===== Source material

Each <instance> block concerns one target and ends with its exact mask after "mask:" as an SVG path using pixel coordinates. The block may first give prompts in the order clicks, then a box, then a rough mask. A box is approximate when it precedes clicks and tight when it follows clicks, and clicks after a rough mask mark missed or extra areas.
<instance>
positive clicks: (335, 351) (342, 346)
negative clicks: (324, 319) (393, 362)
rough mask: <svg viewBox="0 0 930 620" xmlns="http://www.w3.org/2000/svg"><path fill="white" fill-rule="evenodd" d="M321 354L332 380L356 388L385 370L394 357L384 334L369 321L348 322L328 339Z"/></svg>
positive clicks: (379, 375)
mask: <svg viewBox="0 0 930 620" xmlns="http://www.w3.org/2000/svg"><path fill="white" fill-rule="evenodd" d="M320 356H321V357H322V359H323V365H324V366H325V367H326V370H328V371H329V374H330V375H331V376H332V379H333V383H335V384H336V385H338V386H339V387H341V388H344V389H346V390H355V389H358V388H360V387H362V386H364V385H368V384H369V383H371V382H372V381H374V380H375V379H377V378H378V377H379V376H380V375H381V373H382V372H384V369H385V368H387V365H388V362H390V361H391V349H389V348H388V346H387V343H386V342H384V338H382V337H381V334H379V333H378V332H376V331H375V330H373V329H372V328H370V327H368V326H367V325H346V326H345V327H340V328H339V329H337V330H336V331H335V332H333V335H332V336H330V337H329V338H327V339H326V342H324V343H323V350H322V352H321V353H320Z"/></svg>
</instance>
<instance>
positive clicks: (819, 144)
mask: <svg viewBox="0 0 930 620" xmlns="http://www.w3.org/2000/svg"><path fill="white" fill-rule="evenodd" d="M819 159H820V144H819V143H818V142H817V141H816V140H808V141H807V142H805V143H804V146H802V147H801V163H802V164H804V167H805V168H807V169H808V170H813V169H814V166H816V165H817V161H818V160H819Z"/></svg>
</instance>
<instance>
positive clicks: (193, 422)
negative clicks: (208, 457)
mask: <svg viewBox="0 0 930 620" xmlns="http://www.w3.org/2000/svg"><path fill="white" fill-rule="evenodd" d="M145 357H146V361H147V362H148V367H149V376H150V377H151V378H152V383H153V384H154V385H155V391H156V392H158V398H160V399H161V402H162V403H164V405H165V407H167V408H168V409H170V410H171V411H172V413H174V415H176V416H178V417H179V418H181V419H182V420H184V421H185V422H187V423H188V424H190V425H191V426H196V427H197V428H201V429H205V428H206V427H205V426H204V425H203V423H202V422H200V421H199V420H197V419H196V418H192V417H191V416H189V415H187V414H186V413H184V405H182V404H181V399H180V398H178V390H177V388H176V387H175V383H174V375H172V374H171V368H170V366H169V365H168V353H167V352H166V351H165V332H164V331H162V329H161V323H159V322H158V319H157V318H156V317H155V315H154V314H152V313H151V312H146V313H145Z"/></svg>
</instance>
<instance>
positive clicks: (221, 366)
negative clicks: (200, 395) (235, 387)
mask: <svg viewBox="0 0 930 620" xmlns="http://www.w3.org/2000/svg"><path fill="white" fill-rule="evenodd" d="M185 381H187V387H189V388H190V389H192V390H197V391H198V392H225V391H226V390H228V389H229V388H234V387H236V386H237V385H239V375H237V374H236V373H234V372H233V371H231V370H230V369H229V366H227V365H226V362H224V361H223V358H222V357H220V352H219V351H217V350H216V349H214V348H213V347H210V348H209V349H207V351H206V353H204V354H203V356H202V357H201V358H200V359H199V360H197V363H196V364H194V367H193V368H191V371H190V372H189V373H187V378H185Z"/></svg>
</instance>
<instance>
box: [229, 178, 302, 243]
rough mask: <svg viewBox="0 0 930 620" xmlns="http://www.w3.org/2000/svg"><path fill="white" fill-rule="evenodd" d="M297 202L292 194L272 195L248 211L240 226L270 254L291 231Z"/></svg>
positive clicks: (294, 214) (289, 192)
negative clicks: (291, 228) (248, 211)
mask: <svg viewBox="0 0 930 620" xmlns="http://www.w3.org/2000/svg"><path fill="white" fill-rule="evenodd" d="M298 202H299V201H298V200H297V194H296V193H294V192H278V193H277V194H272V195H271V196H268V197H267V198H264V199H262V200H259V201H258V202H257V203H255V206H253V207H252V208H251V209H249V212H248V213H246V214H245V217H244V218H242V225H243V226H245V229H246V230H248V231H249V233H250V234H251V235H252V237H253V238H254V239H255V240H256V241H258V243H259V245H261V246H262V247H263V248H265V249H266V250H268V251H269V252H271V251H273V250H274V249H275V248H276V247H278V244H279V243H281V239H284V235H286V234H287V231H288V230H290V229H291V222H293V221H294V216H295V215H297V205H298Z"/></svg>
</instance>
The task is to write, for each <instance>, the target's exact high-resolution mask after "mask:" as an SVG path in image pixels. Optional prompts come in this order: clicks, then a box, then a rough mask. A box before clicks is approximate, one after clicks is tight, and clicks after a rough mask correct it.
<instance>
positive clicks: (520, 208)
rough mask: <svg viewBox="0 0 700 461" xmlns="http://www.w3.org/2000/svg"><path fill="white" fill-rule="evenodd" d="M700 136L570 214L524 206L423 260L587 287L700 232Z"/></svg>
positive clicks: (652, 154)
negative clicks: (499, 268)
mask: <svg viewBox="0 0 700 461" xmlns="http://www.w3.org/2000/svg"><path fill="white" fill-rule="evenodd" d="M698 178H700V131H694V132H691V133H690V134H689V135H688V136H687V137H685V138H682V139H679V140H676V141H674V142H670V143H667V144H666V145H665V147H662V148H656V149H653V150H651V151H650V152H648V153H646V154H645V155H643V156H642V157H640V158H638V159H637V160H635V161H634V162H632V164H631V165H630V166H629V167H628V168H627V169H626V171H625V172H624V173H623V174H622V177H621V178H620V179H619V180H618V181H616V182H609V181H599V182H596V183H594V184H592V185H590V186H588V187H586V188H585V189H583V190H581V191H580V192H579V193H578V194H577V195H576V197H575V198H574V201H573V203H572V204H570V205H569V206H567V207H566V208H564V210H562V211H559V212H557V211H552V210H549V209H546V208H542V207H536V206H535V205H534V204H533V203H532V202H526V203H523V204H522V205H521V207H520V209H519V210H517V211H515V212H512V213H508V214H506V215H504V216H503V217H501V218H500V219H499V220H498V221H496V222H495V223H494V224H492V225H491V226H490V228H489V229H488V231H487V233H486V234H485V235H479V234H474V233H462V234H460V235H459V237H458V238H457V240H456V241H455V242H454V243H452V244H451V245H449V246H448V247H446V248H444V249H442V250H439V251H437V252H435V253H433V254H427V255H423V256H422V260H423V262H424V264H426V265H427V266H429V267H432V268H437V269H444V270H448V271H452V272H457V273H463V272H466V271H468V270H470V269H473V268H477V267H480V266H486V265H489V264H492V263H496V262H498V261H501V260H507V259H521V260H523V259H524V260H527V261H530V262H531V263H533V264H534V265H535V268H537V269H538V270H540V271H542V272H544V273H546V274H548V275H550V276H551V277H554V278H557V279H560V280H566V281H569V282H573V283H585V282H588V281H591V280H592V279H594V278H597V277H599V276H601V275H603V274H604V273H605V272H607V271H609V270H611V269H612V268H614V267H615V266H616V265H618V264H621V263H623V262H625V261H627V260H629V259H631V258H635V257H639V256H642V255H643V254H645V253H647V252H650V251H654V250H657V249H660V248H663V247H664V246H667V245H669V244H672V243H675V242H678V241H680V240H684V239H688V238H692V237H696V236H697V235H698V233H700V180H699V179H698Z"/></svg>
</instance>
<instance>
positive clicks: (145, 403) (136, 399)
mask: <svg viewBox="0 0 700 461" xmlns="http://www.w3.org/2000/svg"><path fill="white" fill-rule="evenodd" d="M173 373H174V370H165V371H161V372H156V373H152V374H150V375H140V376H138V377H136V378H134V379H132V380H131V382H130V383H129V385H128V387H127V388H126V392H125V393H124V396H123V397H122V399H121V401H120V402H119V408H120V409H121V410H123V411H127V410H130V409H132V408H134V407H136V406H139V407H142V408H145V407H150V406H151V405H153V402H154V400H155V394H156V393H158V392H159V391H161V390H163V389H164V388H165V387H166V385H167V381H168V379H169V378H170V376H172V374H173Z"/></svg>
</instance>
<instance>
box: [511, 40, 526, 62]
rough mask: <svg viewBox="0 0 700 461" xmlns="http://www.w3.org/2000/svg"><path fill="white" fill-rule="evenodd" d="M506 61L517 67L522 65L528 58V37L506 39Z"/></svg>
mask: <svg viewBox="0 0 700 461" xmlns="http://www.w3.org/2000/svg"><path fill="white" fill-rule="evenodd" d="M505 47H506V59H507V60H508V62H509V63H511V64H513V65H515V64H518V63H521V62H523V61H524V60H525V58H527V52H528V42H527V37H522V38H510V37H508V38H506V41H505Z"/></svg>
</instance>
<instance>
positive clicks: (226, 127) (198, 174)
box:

==========

Work task: Please copy, without any change, the lines of the material from the first through the one containing "negative clicks: (324, 319) (393, 362)". Write nothing else.

Answer to this exercise:
Each <instance> block concerns one target and ends with its exact mask after "mask:" as an SVG path using pixel coordinates. The block may first give prompts in the order clicks, then a box, then a rough mask. A box is approximate when it precedes clicks and tight when it follows clicks, and clicks after a rough mask mark missed or extra areas.
<instance>
positive clicks: (335, 351) (342, 346)
negative clicks: (324, 319) (393, 362)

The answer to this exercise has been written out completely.